▸ WHAT IS NEEDED
Please repeat every one of the rows below without changing a single character.

Records of labeled points:
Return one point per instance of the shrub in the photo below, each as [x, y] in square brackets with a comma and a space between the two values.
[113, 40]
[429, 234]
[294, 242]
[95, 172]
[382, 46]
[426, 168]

▸ SOLUTION BELOW
Return one point per instance of the shrub in the photo below, each as [x, y] in square brackets with a comma and a space between the two values.
[113, 40]
[429, 234]
[294, 242]
[95, 172]
[382, 46]
[426, 168]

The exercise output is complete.